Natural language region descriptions
________

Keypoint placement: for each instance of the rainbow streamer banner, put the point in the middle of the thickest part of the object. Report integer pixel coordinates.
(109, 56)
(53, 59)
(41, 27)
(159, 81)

________

• Try it: Repeat the data. Leave nothing out and change nothing.

• Written reply:
Keypoint placement: for each instance of the rainbow streamer banner, put the point in the middle of the thickest part of the object. Report integer pixel coordinates.
(109, 56)
(53, 59)
(41, 27)
(159, 81)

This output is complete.